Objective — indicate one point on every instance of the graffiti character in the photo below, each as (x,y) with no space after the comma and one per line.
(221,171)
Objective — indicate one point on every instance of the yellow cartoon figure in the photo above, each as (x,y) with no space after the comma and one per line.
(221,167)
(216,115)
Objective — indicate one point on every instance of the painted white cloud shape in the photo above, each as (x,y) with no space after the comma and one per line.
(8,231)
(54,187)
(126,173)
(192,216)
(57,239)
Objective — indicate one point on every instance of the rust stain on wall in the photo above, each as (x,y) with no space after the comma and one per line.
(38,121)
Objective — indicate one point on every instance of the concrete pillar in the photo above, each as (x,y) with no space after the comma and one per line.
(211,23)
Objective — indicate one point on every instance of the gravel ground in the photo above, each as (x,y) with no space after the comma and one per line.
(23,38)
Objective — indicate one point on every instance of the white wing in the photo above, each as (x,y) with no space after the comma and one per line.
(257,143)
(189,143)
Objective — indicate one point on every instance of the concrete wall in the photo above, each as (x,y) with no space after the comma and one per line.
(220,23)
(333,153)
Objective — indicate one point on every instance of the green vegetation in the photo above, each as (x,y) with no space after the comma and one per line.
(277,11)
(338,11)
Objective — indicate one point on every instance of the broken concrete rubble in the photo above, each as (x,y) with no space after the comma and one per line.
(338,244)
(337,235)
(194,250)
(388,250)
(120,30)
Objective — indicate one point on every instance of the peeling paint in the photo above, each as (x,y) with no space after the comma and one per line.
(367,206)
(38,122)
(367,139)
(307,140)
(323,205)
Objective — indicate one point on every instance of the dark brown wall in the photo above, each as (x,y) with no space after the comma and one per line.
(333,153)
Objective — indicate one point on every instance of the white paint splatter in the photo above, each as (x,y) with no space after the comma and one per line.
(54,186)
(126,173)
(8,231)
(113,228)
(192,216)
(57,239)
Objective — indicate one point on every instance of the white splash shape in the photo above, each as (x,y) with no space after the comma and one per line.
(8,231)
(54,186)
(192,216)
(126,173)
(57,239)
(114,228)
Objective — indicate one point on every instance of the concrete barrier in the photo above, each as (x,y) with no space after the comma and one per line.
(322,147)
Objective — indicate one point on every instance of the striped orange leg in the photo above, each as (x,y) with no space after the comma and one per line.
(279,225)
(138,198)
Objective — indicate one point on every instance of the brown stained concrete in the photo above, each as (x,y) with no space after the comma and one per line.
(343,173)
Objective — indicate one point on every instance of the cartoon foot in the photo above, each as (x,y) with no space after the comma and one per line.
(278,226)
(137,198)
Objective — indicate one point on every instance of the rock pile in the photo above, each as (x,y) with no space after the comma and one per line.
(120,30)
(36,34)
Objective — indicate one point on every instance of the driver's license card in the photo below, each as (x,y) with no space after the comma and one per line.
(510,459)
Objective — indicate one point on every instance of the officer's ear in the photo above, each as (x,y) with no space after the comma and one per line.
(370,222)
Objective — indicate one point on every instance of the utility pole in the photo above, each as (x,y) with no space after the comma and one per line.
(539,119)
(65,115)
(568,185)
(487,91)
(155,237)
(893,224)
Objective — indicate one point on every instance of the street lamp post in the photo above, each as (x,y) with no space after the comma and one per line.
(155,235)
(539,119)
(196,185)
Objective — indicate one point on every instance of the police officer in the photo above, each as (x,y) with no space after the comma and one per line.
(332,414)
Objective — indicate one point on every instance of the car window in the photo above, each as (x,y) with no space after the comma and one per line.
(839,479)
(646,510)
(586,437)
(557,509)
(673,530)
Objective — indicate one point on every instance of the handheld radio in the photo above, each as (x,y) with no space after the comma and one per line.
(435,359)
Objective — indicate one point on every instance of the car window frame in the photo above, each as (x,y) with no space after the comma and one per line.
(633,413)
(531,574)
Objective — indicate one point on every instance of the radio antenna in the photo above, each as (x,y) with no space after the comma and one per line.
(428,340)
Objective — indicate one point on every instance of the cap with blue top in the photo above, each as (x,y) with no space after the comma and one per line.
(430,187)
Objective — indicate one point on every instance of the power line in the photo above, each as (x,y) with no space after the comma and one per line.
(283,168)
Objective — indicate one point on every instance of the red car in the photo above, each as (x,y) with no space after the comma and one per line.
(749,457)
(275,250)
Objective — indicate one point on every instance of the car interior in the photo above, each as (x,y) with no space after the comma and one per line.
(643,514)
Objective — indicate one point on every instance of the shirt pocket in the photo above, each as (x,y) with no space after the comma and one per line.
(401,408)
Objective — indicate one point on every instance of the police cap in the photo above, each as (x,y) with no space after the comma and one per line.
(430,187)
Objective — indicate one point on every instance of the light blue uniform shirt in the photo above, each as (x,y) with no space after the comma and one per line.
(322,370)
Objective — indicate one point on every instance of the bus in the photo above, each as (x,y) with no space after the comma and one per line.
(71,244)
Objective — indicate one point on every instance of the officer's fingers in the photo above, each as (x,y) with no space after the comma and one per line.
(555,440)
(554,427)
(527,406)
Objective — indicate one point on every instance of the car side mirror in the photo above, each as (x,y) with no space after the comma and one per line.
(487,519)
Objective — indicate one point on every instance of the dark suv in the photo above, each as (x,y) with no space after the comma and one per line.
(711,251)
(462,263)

• _DESCRIPTION OF THE TASK_: Repeat all of the entries exactly.

• _FINAL RESULT_:
Objective — indicate one point on every instance of the graffiti character in the photo below, each as (x,y) with no space after the comma and one per line.
(221,171)
Objective — indicate one point on every instance of the yellow cartoon figure in the photo above, each as (x,y) with no space after the comma and one per line.
(221,167)
(216,115)
Objective — indicate one point on every instance of the painted white cloud shape in the photo above, each as (x,y) with no space after the comma and one per line.
(8,231)
(54,187)
(126,173)
(192,216)
(57,239)
Objective — indicate one point on every instance of the rust stain on wall in the photo above, each as (x,y) with no space after the comma and one per line.
(38,121)
Objective — indicate one point on every instance of the concrete pillar in the photo above, each as (x,y) with no space after the comma and one per line.
(211,23)
Objective — indicate one point on every instance of the gravel ground in the photo above, each as (x,y) with no space after the comma and one per line.
(23,38)
Objective — indicate one point on every instance of the white wing in the photo above, each as (x,y) with no space after the comma and one per line.
(257,143)
(189,143)
Objective — indicate one point on every instance of the concrete wall in the photo above, each as (x,y) with no space after the comma and one per line.
(220,23)
(333,153)
Objective — indicate one point on every instance of the green vegetation in the photo above, each as (x,y) with no space after the comma and one per line.
(277,11)
(338,11)
Objective — indicate one point on every instance of the broken concrete rubble in the photo above, each as (x,y) with no space after the comma and one per line.
(338,244)
(337,235)
(194,250)
(388,250)
(120,30)
Objective — indicate one point on every instance of the peeling paint in the photo above, each as (x,y) with no space after the comma and one per line.
(367,206)
(38,122)
(367,139)
(307,140)
(323,205)
Objective — indicate one point on every instance of the dark brown wall in the photo above, each as (x,y) with no space after the comma and one per line.
(333,153)
Objective — indicate one point on every instance of the white paint splatter in the photo above, each as (x,y) with no space after the comma and one per line.
(54,186)
(126,173)
(8,231)
(113,228)
(192,216)
(57,239)
Objective — indicate one point on every instance of the white splash shape in the photo above, each as (x,y) with no space after the comma and one per line.
(8,231)
(54,186)
(192,216)
(126,173)
(57,239)
(114,228)
Objective — indicate one point on every instance of the concrete barrier in the photo above, each as (x,y) with no space after the comma and one per line.
(322,147)
Objective — indicate one point on every instance of the striped orange leg in the photo above, each as (x,y) with no space after the comma and one per line.
(279,225)
(138,198)
Objective — indicate one point on every instance of the brown stained concrete in the photo above, each as (x,y) with no space after the comma and one per line.
(343,173)
Objective — indicate one point on every instance of the cartoon foot in the photo above, each as (x,y) with no space after the comma and one per line.
(278,226)
(137,198)
Objective — indicate one point on every instance of the rock pile in the photo above, each as (x,y) with no space after the comma and one per line.
(120,30)
(36,34)
Objective — indicate one point on every instance of the driver's license card in the photo below, each as (x,y) with no space after the comma and one per line.
(510,459)
Objective — indicate one point on every instance of the officer's ear in the photo above, each as (x,y) with no space after the comma and one per line.
(370,222)
Objective — indicate one point on every instance of the utility pole in the photo above, each as (x,y) with no space after the comma and one per line.
(539,119)
(65,115)
(568,185)
(487,91)
(155,237)
(893,224)
Objective — indicate one point on every instance of the street lamp post in the photo above, each as (x,y) with no space after the comma and one per line.
(155,235)
(539,119)
(196,185)
Objective — indicate one point on every instance of the police officer in the photo above, each as (x,y) with no space after the comma and one per line.
(332,414)
Objective — indicate one point on every instance of the car window in the photo above, each as (x,y) with no space after the comma and one per line.
(839,479)
(646,510)
(586,437)
(557,509)
(673,530)
Objective — indicate one point on every instance of the handheld radio in the photo above, each as (x,y) with no space after the comma and one per line.
(435,359)
Objective — indicate one point on every instance of the car window frame in the photo above, each as (x,y) with no space after the comma and one per line.
(633,413)
(531,574)
Objective — indicate one point on every instance of the radio antenna in the photo above, each as (x,y) with no space after the comma and one per line.
(428,340)
Objective — indicate one point on every instance of the cap with blue top in the photo above, each as (x,y) with no space after the comma and one per line.
(430,187)
Objective — indicate one point on every instance of the power line in the photo above, each as (x,y) with no space after the comma and one per line.
(283,168)
Objective — indicate one point on every instance of the red car in the photo above, each as (x,y) with no space after the comma and one per line.
(749,457)
(275,250)
Objective — indicate one point on every instance of the car interior in the photo above, each as (x,y) with no space after the comma and one per line.
(643,514)
Objective — indicate one point on every instance of the shirt pocket in the photo above, each as (x,y) with no space after the comma and one per line.
(401,408)
Objective — indicate one point on every instance of the police cap in the photo above, each as (x,y) with no space after the comma and one per line.
(430,187)
Objective — indicate one point on every instance of the light blue uniform shirt in the photo above, each as (x,y) with no space after the comma and one per line.
(322,370)
Objective — indicate one point on every instance of the bus in the photo above, each as (x,y) with no space after the comma and one per line.
(71,244)
Objective — indicate one point on every instance of the officer's fingers in the photo above, each as (x,y) with no space after the comma and one per line.
(555,440)
(554,427)
(527,406)
Objective — indicate one point on every instance of the car side mirror in the photo above, each as (x,y) with no space after the comma and one per line.
(487,519)
Objective — indicate one point on every instance of the dark suv in the photo above, each as (x,y) with no space after the comma and one per line.
(711,251)
(462,263)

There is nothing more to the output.